Microscopic characteristics and geological significance of pyrite in shales of the Wufeng-Longmaxi formations, southeastern Chongqing, China

• Published in: Energy Geoscience Vol. 5; no. 3; p. 100285
• Main Authors: Cai, Xiao, Xia, Wei, Liu, Yuxia, Liao, Shunzhou, Zhang, Lei, Hu, Weixue, Liu, Li, Li, Wei, Zeng, Fanwu
• Format: Journal Article
• Language: English
• Published: Elsevier B.V 01.07.2024; KeAi Communications Co., Ltd
• Subjects: Geological significance; Microscopic characteristics; Pyrite; Shale; Wufeng-Longmaxi formations; Wufeng-Longmaxi formations; Pyrite; Microscopic characteristics; Shale; Geological significance
• ISSN: 2666-7592; 2666-7592
• DOI: 10.1016/j.engeos.2023.100285

Shales of the Wufeng-Longmaxi formations in the basin-margin transition zone of southeastern Chongqing, China are characterized by high organic matter content and a significant presence of pyrite development. By examining numerous scanning electron microscope (SEM) images and considering the crystal and aggregate characteristics of minerals, we identified four types of pyrite in the study area: euhedral crystals, irregular aggregates, framboidal aggregates, and metasomatized organisms. Among these types, framboidal aggregates are the most prevalent. The formation mechanism of framboidal pyrite can be categorized into inorganic and organic origins. As inferred from the pyrite characteristics in the study area, the formation mechanism of the metasomatized organisms aligns with the biologically induced mineralization mode of organic origin, whereas the framboidal aggregates are more associated with the biologically controlled mineralization mode of organic origin. This underscores a close relationship between the pyrite formation and organic matter, which in turn indicates that an organic origin is more consistent with the pyrite characteristics observed in this study area. The pyrite morphology can reflect reactive iron concentration. Euhedral pyrite crystals tend to form under a low reactive iron concentration, whereas the formation of framboidal pyrite requires a high reactive iron concentration. Additionally, the type and grain size of pyrite aggregates can reflect variations in the redox conditions of the depositional environment. Pyrite produces positive effects on reservoir storage space, with intercrystalline organic pores, intercrystalline pores, and mold pores associated with pyrite contributing greatly to the storage spaces. [Display omitted] •Pyrite crystal forms from Longmaxi Formation shale analyzed with SEM.•Genesis of pyrite explored based on morphology and structure.•The shape and grain size of framboidal pyrites indicate oxidation and reduction in different areas.

## The task:
Which of the four pyrite types is the most common in the study area, according to the pyrite abstract?

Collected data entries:
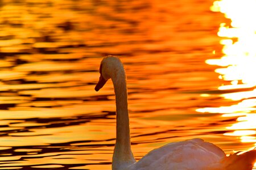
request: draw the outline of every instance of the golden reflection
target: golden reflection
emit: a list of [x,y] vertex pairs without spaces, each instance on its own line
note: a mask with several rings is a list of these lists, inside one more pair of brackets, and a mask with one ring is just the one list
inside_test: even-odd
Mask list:
[[[221,12],[231,23],[221,23],[218,36],[222,37],[220,44],[223,45],[222,56],[220,59],[208,60],[209,65],[222,67],[215,70],[220,74],[223,84],[218,90],[236,90],[227,93],[223,91],[218,96],[225,99],[239,101],[229,106],[203,108],[199,112],[220,113],[222,117],[237,117],[236,123],[226,127],[228,132],[224,135],[237,137],[242,143],[255,143],[256,146],[256,1],[243,0],[220,0],[215,1],[210,10]],[[213,54],[216,54],[214,50]],[[208,97],[211,95],[202,94]],[[256,163],[254,164],[256,167]]]

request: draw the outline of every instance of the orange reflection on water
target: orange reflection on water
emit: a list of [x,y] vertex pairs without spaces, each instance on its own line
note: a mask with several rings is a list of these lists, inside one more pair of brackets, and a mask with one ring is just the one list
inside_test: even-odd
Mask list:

## Answer to the exercise:
Framboidal aggregates.